"""

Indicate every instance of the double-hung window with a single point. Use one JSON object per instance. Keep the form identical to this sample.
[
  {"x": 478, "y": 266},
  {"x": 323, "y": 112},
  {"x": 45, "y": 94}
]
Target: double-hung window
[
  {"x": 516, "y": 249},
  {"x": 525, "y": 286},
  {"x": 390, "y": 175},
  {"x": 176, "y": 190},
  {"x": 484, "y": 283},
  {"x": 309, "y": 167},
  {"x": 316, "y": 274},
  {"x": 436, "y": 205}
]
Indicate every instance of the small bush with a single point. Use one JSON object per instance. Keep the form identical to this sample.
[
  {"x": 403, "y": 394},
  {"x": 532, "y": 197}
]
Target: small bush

"""

Written task —
Copy out all of the rows above, swapping "single point" for "single dot" wherever it occurs and keeping everything else the same.

Written solution —
Indicate every instance of the double-hung window with a single dot. Use one JSON object per instance. Keep the form identical to this sample.
[
  {"x": 478, "y": 266},
  {"x": 323, "y": 112},
  {"x": 45, "y": 94}
]
Target: double-hung window
[
  {"x": 516, "y": 249},
  {"x": 525, "y": 286},
  {"x": 390, "y": 175},
  {"x": 176, "y": 190},
  {"x": 484, "y": 283},
  {"x": 309, "y": 167},
  {"x": 316, "y": 274},
  {"x": 436, "y": 205}
]
Indicate every instance of the small bush with a single dot. Use one JSON object per instance. Keep the form identical to this sample.
[
  {"x": 403, "y": 394},
  {"x": 532, "y": 197}
]
Target: small bush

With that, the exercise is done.